Une même chose peut être faite par amour ou par devoir ; l'un prend-t-il le pas sur l'autre ?
Je ne le vois pas non plus comédien mais observateur de la comédie des autres.
"
Les sueurs froides de conservateur apeuré" ne sont que la triste constatation, venue avec l'âge que la tâche est non seulement trop ample mais de plus constamment à reprendre. Tout un chacun n'a pas la constance de faire, défaire, refaire. Il arrive un moment (l'âge aidant) où les illusions sur l'humanité tombent. On ne peut faire le bonheur des personnes contre leur gré.
Lorsque sa politique va prendre un nouveau tournant, ce ne sera sans sueurs froides et sans apeurement. Le simple constat qu'il est temps de remiser au placard certaines idées car la Russie n'est pas prête à les comprendre.
Certes il en conservera une grande amertume et se sentant comme dépossédé face à un peuple dont il se veut le Prométhée, il se donne alors entier sur une autre voie. S'il n'a pas su convaincre, c'est qu'il n'était pas convaincu lui-même : cette culpabilité ajoutée à d'autres l'engage sur le terrain mystique.
Cette réaction n'est pas rare. A l'heure des bilans, beaucoup se tournent vers la religion, vaste accueil des âmes perdues et prometteuse d'une rédemption dans ce monde ou dans un autre associée à une miséricorde pour peu qu'elle soit profondément, humblement sollicitée. Alexandre s'engagera sur ce chemin.
Il ne sera pas le seul que la culpabilité rendra mystique au sein de la Cour russe des années à venir.
La grande-duchesse Hélène, soeur aînée de la tsarine, reine des nuits de Saint Pétersbourg se fera religieuse après le décès de son époux.
Sa cadette Alix se tournera vers cette orientation, consciente que la maladie de son seul fils lui est imputable.
Pour en revenir à Alexandre, le terrain est prêt à toute extrémité, le psychisme est fragile : père et aïeul n'étaient pas des parangons de stabilité mentale. L'orientation vers la religion est ce qui fut à défaut du meilleur, le moins pire.
Pour en revenir à la "
Sainte Alliance", ceci aurait pu être une simple alliance mais impulsée par Alexandre elle ne peut être précédée que du mot "
Sainte" comme un bouclier à toute tentation de dérive. Malheureusement, il est le seul à qui l'adjectif provoque de telles réticences à la transgression. Là encore le constat est amer, une illusion de plus au gouffre des autres.

▶ **Action demandée A**
Indiquez, s'il vous plaît, si chacune des affirmations suivantes concorde avec l'extrait, en répondant oui ou non et en citant mot pour mot les termes de l'extrait qui tranchent : (i) la grande-duchesse Hélène se fera religieuse après la mort de son époux ; (ii) le père et l'aïeul d'Alexandre étaient des modèles de stabilité mentale ; (iii) Alexandre sera le seul, à la Cour russe, que la culpabilité rendra mystique.
▶ **Action demandée B**
Répondez d'après l'extrait, une réponse par ligne, numérotée comme la question :
(i) Qu'est-ce qu'on ne peut pas faire contre le gré des personnes ?
(ii) Pourquoi est-il temps de remiser au placard certaines idées ?
(iii) Quel mot doit précéder « Alliance » comme un bouclier à toute tentation de dérive ?
▶ **Action demandée C**
Redonnez tel quel le passage de l'extrait situé entre « Cette réaction n'est » et « de son époux. », ces deux bornes comprises.
Les lignes n'interviennent en rien ici.

▶ **Lignes fournies**

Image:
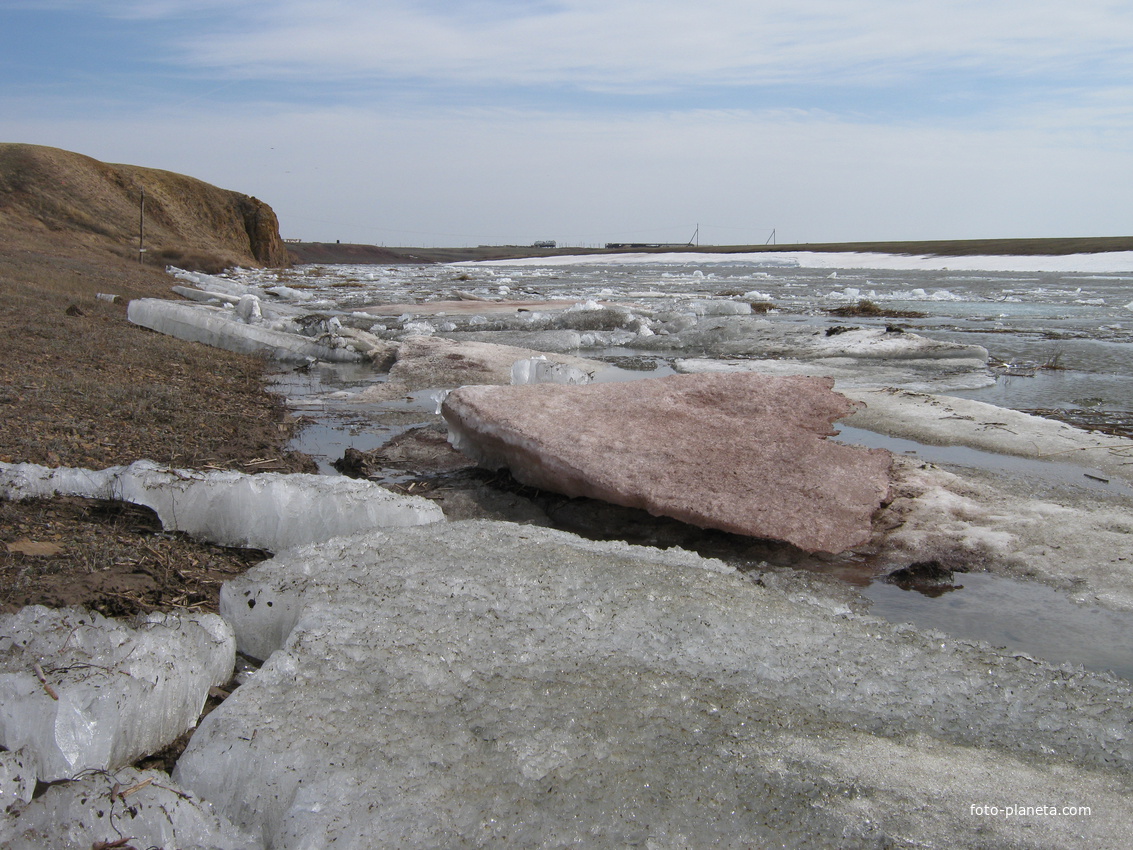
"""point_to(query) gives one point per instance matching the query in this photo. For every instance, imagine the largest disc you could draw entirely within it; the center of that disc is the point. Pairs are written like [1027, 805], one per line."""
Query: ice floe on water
[488, 683]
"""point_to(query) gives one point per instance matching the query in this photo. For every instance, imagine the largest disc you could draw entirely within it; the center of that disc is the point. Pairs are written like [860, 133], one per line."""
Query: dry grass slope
[47, 193]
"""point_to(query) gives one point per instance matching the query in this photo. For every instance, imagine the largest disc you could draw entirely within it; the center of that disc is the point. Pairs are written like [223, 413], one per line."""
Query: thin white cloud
[630, 44]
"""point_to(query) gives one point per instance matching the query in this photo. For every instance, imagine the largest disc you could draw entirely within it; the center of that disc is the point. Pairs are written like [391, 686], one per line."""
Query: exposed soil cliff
[56, 197]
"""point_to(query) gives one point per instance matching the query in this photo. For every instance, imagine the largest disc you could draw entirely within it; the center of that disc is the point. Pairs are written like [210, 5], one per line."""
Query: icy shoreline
[460, 672]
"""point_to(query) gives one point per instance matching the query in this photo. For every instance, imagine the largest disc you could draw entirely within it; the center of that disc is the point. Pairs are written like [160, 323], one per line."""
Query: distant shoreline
[313, 253]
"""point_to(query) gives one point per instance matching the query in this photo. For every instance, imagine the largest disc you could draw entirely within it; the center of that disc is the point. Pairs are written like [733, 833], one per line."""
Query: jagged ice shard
[82, 691]
[739, 452]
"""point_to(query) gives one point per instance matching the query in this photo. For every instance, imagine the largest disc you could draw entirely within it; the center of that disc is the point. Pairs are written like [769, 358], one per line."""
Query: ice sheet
[82, 691]
[137, 808]
[269, 510]
[493, 685]
[1100, 262]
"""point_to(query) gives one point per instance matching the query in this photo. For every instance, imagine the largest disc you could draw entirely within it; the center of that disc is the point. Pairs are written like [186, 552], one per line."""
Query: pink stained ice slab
[740, 452]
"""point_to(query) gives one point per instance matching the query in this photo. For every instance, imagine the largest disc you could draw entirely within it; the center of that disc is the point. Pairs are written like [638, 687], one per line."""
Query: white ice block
[222, 329]
[270, 510]
[82, 691]
[99, 809]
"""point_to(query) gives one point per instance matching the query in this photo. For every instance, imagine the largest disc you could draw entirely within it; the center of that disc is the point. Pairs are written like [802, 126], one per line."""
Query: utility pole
[142, 227]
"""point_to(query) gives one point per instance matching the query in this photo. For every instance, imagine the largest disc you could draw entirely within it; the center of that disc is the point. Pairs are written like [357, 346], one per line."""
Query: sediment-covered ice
[542, 371]
[429, 362]
[269, 510]
[490, 685]
[224, 329]
[118, 809]
[81, 691]
[1079, 541]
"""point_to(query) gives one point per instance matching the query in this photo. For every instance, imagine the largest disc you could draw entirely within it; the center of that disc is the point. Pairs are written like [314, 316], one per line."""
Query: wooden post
[142, 227]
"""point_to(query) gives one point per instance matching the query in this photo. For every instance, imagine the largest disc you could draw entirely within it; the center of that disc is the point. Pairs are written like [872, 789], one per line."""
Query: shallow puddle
[1049, 472]
[1022, 617]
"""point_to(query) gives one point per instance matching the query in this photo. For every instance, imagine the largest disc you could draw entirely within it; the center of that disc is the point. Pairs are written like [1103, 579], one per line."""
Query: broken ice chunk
[100, 809]
[270, 510]
[82, 691]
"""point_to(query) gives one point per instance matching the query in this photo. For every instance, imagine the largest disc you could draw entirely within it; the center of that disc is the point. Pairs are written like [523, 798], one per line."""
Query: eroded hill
[49, 196]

▶ **Réponse attendue A**
(i) Oui : « se fera religieuse après le décès de son époux »
(ii) Non : « père et aïeul n'étaient pas des parangons de stabilité mentale »
(iii) Non : « Il ne sera pas le seul que la culpabilité rendra mystique »

▶ **Réponse attendue B**
(i) Leur bonheur.
(ii) Parce que la Russie n'est pas prête à les comprendre.
(iii) Le mot « Sainte ».

▶ **Réponse attendue C**
Cette réaction n'est pas rare. A l'heure des bilans, beaucoup se tournent vers la religion, vaste accueil des âmes perdues et prometteuse d'une rédemption dans ce monde ou dans un autre associée à une miséricorde pour peu qu'elle soit profondément, humblement sollicitée. Alexandre s'engagera sur ce chemin.
Il ne sera pas le seul que la culpabilité rendra mystique au sein de la Cour russe des années à venir.
La grande-duchesse Hélène, soeur aînée de la tsarine, reine des nuits de Saint Pétersbourg se fera religieuse après le décès de son époux.